+++ TASK INPUTS +++
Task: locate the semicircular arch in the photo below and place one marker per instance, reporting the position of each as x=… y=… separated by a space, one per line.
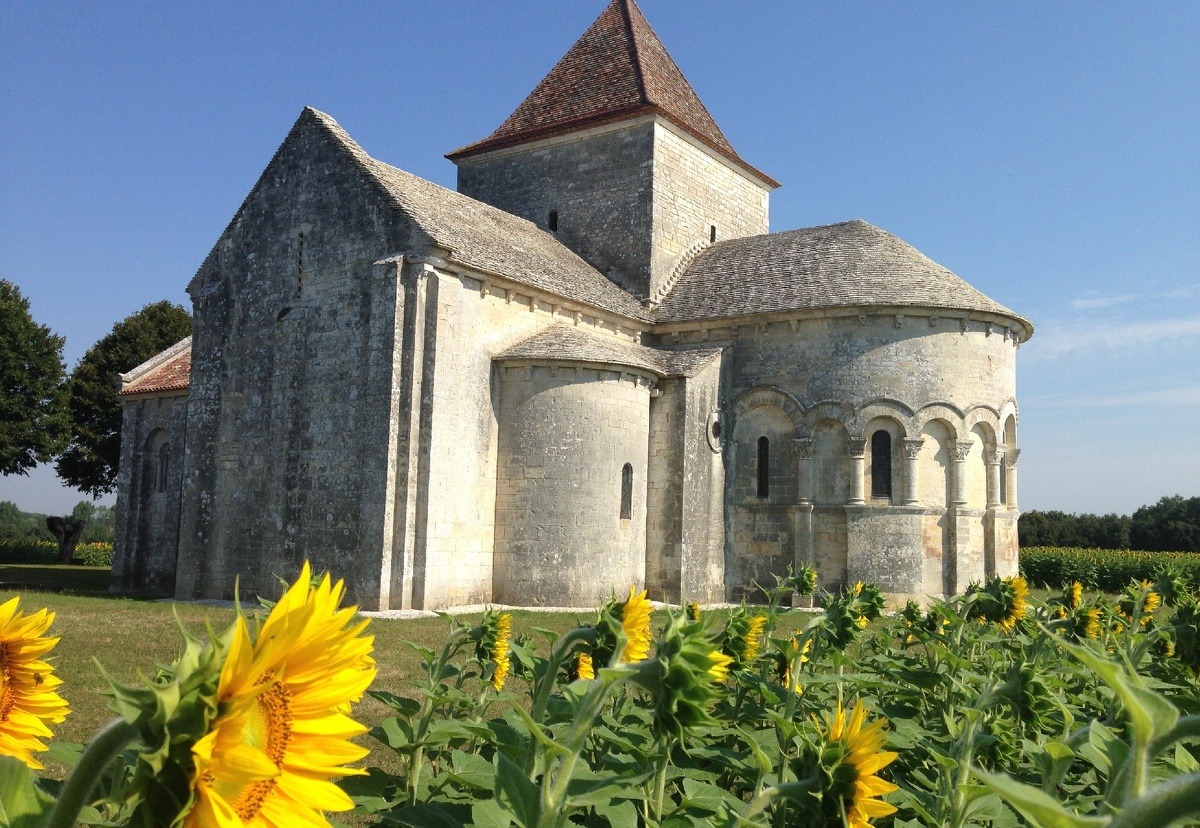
x=883 y=408
x=769 y=395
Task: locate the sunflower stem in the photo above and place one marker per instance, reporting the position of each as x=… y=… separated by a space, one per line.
x=108 y=743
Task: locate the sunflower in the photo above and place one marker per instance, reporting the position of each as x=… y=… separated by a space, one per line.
x=801 y=655
x=862 y=759
x=1015 y=604
x=719 y=670
x=635 y=621
x=1074 y=594
x=499 y=651
x=28 y=700
x=749 y=642
x=583 y=667
x=281 y=732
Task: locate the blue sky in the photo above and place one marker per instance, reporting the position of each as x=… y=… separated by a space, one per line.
x=1047 y=153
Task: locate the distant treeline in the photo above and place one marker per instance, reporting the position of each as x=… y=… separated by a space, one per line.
x=17 y=525
x=1173 y=525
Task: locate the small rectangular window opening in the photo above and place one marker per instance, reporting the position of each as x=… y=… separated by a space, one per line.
x=881 y=465
x=763 y=467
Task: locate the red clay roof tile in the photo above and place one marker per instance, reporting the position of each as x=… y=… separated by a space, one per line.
x=617 y=70
x=174 y=375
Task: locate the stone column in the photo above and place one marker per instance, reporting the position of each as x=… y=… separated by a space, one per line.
x=959 y=450
x=857 y=471
x=911 y=453
x=994 y=460
x=804 y=469
x=1011 y=471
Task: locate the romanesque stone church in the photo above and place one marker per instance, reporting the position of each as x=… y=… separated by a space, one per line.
x=592 y=365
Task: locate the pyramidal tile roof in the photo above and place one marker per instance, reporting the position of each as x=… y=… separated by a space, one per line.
x=616 y=71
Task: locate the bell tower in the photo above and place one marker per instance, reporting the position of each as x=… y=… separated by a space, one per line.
x=615 y=154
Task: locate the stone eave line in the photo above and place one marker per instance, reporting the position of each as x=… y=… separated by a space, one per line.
x=180 y=391
x=593 y=125
x=505 y=287
x=577 y=363
x=1021 y=330
x=159 y=359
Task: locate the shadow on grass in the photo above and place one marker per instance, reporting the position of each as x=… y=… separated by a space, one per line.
x=65 y=579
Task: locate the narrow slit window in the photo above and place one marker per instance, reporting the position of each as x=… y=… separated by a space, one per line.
x=161 y=477
x=627 y=492
x=881 y=465
x=1003 y=479
x=763 y=467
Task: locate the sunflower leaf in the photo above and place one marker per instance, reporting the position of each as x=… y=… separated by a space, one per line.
x=22 y=803
x=514 y=791
x=1037 y=805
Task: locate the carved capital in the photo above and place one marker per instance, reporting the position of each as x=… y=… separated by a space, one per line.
x=912 y=447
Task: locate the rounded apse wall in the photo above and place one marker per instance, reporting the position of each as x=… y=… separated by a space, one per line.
x=570 y=496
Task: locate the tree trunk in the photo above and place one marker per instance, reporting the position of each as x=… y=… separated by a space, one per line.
x=67 y=533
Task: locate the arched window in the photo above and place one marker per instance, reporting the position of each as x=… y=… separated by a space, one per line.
x=627 y=492
x=161 y=477
x=881 y=465
x=763 y=467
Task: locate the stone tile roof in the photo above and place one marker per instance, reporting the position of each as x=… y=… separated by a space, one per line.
x=486 y=238
x=167 y=371
x=851 y=264
x=569 y=343
x=616 y=71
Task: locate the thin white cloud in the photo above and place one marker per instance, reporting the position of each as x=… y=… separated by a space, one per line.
x=1165 y=397
x=1103 y=301
x=1055 y=341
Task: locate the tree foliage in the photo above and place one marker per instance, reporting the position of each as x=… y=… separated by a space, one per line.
x=90 y=461
x=1170 y=525
x=33 y=395
x=1056 y=528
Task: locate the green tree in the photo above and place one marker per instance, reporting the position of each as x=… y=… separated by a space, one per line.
x=91 y=459
x=33 y=395
x=1173 y=525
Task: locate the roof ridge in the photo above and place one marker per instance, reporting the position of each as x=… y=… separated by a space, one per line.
x=639 y=76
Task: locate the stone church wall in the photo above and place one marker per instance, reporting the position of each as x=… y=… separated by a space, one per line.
x=839 y=379
x=145 y=535
x=459 y=432
x=695 y=192
x=684 y=547
x=567 y=435
x=285 y=431
x=599 y=183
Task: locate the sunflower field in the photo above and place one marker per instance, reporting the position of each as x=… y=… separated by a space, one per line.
x=989 y=709
x=1108 y=570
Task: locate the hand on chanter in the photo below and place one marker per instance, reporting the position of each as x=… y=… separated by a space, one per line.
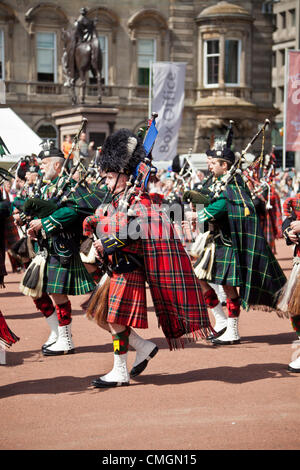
+++
PROBLEM - In the copy, include each entry exactly as written and none of the pictures.

THE ANSWER -
Task: locate the semicircular arch in the photo below and place one marker per instance, reporting the position of each as x=… y=… separated by a space, one per line.
x=883 y=408
x=769 y=395
Task: locate the sunflower stem in the photo above and place one marker per instance, reporting the position of each as x=… y=… separated by a space, one per line.
x=108 y=743
Task: locate the sunflower in the photo above and place one marker per instance, reporting the position of each as x=… y=… separated by a space, one per line.
x=801 y=655
x=862 y=759
x=1015 y=604
x=719 y=670
x=635 y=621
x=1074 y=594
x=499 y=651
x=28 y=700
x=749 y=642
x=583 y=667
x=281 y=732
Task: locate the blue sky in the photo above and place one marker per instance, reporting the position of each as x=… y=… separated by a space, one per line.
x=1047 y=153
Task: locate the distant treeline in the photo above and place one marker per instance, reporting the position of each as x=… y=… separated by a space, one per line.
x=17 y=525
x=1173 y=525
Task: locate the small rectangular window opening in the photo above and place one marker per instance, reporting the position of each as x=… y=… separated by a space, one per line.
x=881 y=465
x=763 y=467
Task: locate the red clay roof tile in the photo above and place one marker per instance, reporting the position of each as x=… y=… separated by a space, one per line.
x=617 y=70
x=174 y=375
Task: locate the stone column in the photo above and place one marker per instance, reporting the position of each as x=… y=… separated by a space, one per line.
x=959 y=450
x=857 y=471
x=911 y=453
x=994 y=460
x=804 y=469
x=1011 y=471
Task: locate the romanesque stone church in the photo above and place one marker per instance, reporting the position of each as x=… y=… separated by a space, one per line.
x=592 y=365
Task: locate the pyramidal tile roof in the photo above and place one marker per instance, reporting the position of each as x=… y=… separated by a space, one per line.
x=616 y=71
Task: locate the bell tower in the photo above and place one marker per instance, reporting the position of each as x=… y=… separated by a space, one per line.
x=615 y=154
Task: locate the stone eave line in the photo above and place one marker per instance, reporting the position of each as x=… y=… separated by a space, one per line.
x=180 y=391
x=593 y=125
x=505 y=287
x=577 y=363
x=1021 y=330
x=159 y=359
Task: locate the shadow on grass in the photo above and place one marker per instance, reporting the position of each as x=… y=… separated by a space, one per line.
x=65 y=579
Task: locate the narrow slit window in the photo above and place one marker per instance, reporting the position of each as x=… y=… separated by a space, one per line.
x=161 y=477
x=627 y=492
x=881 y=465
x=1003 y=479
x=763 y=467
Task: locate the sunflower leaf in the photo above and place one marker per instance, reporting the position of each as x=… y=… separated by a space, one per line.
x=22 y=803
x=514 y=791
x=1037 y=805
Task: locate the carved capital in the photo above and place one marker per instance, reporting the position of each as x=… y=… separated by a space, one per line.
x=912 y=447
Task: locate the rounded apse wall in the photo above and place one marker per instance, reporting the position of each as x=… y=… separated by a space, one per line.
x=570 y=496
Task: locate the tree trunk in the photo above and place one marker per instance, reporting the position of each as x=… y=… separated by a space, one per line.
x=67 y=533
Task: locate the arched window in the photo above and place one marker per instance, reporting the position of each as x=… y=… separated by a space, one per line.
x=627 y=492
x=161 y=477
x=881 y=465
x=763 y=467
Task: locate the stone tile roof in the photo above and place one marker per instance, reporting the position of each as x=… y=… separated by a space, one per line.
x=486 y=238
x=167 y=371
x=851 y=264
x=569 y=343
x=616 y=71
Task: locate the thin white cloud in the photo above and place one marker per instance, reporting the position of each as x=… y=… separated by a space, one per line.
x=1165 y=397
x=1103 y=301
x=1055 y=341
Task: locate the tree foliage in the photo above and place one marker per instance, reporting the position of each as x=… y=… separated by a space, one per line.
x=90 y=461
x=1170 y=525
x=33 y=395
x=1056 y=528
Task: locate the green tree in the photo above and place one marker per instance, reporting the position of each as x=… y=… separated by a space, one per line.
x=91 y=459
x=33 y=395
x=1173 y=525
Task: locate the roof ridge in the photo above and place one marker per instance, reporting the position of each as x=… y=… separated by a space, one per line.
x=639 y=76
Task: locate the stone church wall in the photo above and place one marker per instance, reporting the position of each as x=… y=… separated by a space, one per line.
x=839 y=379
x=145 y=535
x=459 y=432
x=695 y=192
x=684 y=547
x=567 y=435
x=285 y=431
x=599 y=183
Task: locate the sunflower field in the photo above and place one marker per instance, reporting the position of each as x=… y=… separated by a space, one per line.
x=989 y=709
x=1108 y=570
Task: locate the hand on chanter in the photo below and place one marker per instance, reporting the position of each as x=… y=… separated by a space, one per line.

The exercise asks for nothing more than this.